Aim of the task →
Which lines of the entries below run from the one holding "[ ] a keypoint on each instance of the blurred" to the one holding "[ ] a keypoint on each instance of the wood grain", inclusive? Set down exactly those lines and no others.

[Referring expression data]
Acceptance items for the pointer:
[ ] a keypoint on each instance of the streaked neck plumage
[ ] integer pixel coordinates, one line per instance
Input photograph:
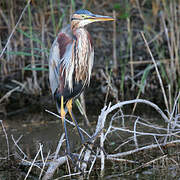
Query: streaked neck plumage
(82, 57)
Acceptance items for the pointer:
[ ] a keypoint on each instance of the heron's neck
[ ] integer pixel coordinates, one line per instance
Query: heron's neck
(83, 50)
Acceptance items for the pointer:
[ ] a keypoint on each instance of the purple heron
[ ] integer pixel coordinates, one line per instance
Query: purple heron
(70, 64)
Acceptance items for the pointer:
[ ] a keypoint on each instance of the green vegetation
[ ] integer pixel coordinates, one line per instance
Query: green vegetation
(28, 48)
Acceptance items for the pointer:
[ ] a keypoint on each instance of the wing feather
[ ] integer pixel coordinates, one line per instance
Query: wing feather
(60, 55)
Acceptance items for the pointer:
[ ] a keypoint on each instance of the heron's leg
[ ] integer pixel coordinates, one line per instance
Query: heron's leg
(69, 107)
(63, 113)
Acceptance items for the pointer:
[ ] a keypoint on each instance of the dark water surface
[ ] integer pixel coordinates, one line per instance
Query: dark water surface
(45, 129)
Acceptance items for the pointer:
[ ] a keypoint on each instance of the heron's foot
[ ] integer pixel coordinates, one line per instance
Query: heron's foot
(91, 141)
(74, 159)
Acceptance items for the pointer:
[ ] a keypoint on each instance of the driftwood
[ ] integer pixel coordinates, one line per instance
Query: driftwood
(49, 164)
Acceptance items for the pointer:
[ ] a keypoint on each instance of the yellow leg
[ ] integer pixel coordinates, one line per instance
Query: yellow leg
(69, 107)
(63, 113)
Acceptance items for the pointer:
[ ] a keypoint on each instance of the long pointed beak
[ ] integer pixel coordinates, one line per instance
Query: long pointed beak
(96, 17)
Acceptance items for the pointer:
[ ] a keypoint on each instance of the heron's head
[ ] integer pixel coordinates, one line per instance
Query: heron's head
(83, 17)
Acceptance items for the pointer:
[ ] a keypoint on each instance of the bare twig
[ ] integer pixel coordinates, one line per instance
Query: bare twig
(14, 28)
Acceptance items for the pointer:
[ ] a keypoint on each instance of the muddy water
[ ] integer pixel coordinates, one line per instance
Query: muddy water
(45, 129)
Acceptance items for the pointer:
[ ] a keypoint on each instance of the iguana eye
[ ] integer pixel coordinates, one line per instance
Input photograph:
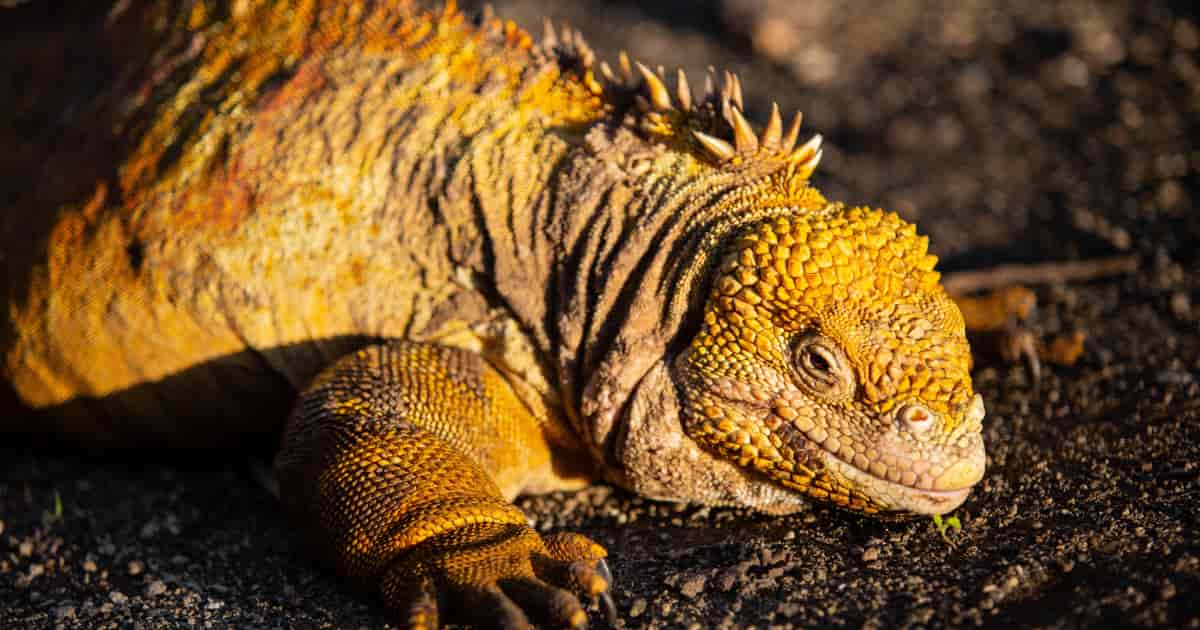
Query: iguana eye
(822, 366)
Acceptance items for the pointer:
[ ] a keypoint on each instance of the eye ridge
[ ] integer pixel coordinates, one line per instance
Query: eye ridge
(819, 365)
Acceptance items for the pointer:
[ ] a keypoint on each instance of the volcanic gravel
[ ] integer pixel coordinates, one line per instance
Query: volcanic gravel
(1012, 132)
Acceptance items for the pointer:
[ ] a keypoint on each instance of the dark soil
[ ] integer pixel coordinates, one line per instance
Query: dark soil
(1015, 131)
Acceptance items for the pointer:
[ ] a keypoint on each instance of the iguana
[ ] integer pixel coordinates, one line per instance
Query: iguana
(474, 267)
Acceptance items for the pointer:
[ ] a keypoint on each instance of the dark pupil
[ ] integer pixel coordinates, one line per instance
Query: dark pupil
(817, 361)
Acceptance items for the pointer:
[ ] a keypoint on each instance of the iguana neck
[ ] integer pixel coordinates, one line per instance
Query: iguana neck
(607, 265)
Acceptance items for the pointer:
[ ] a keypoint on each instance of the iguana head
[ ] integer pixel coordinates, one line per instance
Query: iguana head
(829, 361)
(832, 361)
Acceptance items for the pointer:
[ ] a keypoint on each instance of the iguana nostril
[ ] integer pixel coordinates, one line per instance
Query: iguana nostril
(915, 417)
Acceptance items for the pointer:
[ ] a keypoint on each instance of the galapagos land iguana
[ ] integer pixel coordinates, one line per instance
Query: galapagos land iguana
(473, 267)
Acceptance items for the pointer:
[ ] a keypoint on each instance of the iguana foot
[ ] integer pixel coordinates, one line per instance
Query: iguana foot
(496, 575)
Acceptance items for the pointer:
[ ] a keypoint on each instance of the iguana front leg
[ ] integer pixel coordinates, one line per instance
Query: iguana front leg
(400, 461)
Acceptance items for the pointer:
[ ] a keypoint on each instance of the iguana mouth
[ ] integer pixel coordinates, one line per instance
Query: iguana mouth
(895, 497)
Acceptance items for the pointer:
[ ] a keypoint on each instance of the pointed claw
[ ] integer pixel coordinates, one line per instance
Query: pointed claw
(683, 91)
(743, 133)
(654, 88)
(773, 132)
(627, 69)
(793, 133)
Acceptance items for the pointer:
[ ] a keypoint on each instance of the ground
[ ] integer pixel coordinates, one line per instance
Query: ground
(1014, 131)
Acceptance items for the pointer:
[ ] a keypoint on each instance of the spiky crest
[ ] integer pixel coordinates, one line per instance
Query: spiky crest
(714, 124)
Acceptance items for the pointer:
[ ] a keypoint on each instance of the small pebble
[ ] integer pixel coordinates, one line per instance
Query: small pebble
(694, 586)
(156, 588)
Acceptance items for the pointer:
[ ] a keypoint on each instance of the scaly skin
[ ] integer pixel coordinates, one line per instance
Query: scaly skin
(581, 277)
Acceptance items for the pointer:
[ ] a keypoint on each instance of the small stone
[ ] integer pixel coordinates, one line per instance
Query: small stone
(694, 586)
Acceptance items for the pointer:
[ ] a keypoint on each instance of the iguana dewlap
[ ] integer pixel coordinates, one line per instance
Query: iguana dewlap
(474, 267)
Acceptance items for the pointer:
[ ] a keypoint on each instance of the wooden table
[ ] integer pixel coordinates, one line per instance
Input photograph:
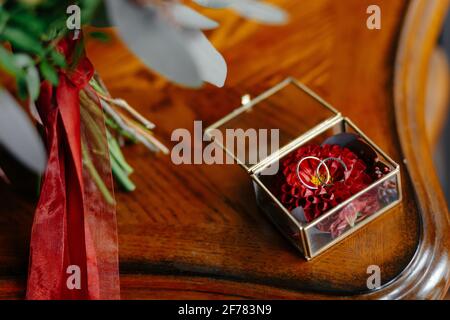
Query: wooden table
(194, 231)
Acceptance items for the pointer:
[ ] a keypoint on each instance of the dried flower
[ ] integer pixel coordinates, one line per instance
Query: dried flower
(344, 183)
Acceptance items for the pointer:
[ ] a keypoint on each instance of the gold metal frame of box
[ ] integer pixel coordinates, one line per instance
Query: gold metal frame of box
(296, 143)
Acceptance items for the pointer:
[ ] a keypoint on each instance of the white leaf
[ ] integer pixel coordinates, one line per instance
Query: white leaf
(211, 64)
(262, 12)
(157, 42)
(189, 18)
(214, 3)
(18, 134)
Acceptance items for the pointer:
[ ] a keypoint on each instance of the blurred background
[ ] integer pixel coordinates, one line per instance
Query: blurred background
(442, 151)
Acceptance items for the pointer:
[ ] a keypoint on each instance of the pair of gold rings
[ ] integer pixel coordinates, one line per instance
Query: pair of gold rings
(322, 163)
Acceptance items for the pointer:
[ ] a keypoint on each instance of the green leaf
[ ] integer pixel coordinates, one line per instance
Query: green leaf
(22, 41)
(49, 73)
(29, 82)
(58, 58)
(7, 62)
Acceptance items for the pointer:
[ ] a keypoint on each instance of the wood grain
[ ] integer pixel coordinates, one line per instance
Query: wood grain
(194, 231)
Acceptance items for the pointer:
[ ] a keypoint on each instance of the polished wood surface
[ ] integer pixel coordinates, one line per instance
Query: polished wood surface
(194, 231)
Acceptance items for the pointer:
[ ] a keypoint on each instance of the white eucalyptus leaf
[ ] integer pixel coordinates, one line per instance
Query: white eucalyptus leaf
(189, 18)
(157, 42)
(216, 4)
(262, 12)
(19, 136)
(210, 63)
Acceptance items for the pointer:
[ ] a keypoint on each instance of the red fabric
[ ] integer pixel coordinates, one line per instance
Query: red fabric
(67, 222)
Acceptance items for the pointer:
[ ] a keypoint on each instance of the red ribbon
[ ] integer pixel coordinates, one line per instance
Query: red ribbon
(68, 259)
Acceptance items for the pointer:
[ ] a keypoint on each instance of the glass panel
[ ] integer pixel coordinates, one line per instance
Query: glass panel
(322, 231)
(278, 217)
(284, 113)
(342, 222)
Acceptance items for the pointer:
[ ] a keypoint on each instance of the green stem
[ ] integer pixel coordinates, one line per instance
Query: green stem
(95, 176)
(121, 176)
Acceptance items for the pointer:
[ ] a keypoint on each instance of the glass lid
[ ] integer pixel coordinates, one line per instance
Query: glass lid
(276, 119)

Solution below →
[ ] a keypoint on each instance of the blurred background
[ ] integer pixel coordinates, one line per instance
Query: blurred background
(442, 151)
Acceptance items for the pointer:
[ ] a keypoint on each instance of the pair of gold rings
[ ] integer pixel coordinates, one line per instance
Query: pair of gold rings
(322, 163)
Acceptance items for the pointer:
[ ] a keypoint on each instance of the green leaf
[ ] integer pixel coordinates, one line per instance
Query: green leaf
(22, 41)
(49, 73)
(29, 82)
(58, 58)
(7, 62)
Acceptance items for the pointer:
[ ] a keypoint on each instance of the wood grain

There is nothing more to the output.